**Task**
Using the CLOSEgaps abstract, decide whether each statement agrees with it, answering yes or no and quoting the words that settle it. (a) CLOSEgaps treats gap-filling as a hyperedge prediction problem. (b) CLOSEgaps improved phenotypic predictions for 42 GEMs. (c) The improved production of four metabolites was observed in three organisms.

**Supplied passage**
========

A generalizable framework for unlocking missing reactions in genome-scale metabolic networks using deep learning
Liu, Xiaoyi, Yang, Hongpeng, Ai, Chengwei, Dong, Ruihan, Ding, Yijie, Yuan, Qianqian, Tang, Jijun, Guo, Fei
Incomplete knowledge of metabolic processes hinders the accuracy of GEnome-scale Metabolic models (GEMs), which in turn impedes advancements in systems biology and metabolic engineering. Existing gap-filling methods typically rely on phenotypic data to minimize the disparity between computational predictions and experimental results. However, there is still a lack of an automatic and precise gap-filling method for initial state GEMs before experimental data and annotated genomes become available. In this study, we introduce CLOSEgaps, a deep learning-driven tool that addresses the gap-filling issue by modeling it as a hyperedge prediction problem within GEMs. Specifically, CLOSEgaps maps metabolic networks as hypergraphs and learns their hyper-topology features to identify missing reactions and gaps by leveraging hypothetical reactions. This innovative approach allows for the characterization and curation of both known and hypothetical reactions within metabolic networks. Extensive results demonstrate that CLOSEgaps accurately gap-filling over 96% of artificially introduced gaps for various GEMs. Furthermore, CLOSEgaps enhances phenotypic predictions for 24 GEMs and also finds a notable improvement in producing four crucial metabolites (Lactate, Ethanol, Propionate, and Succinate) in two organisms. As a broadly applicable solution for any GEM, CLOSEgaps represents a promising model to automate the gap-filling process and uncover missing connections between reactions and observed metabolic phenotypes.

========

**Data section**

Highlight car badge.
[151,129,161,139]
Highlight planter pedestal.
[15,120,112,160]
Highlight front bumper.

========

**Written answer**
(a) Yes: "addresses the gap-filling issue by modeling it as a hyperedge prediction problem within GEMs"
(b) No: "CLOSEgaps enhances phenotypic predictions for 24 GEMs"
(c) No: "(Lactate, Ethanol, Propionate, and Succinate) in two organisms"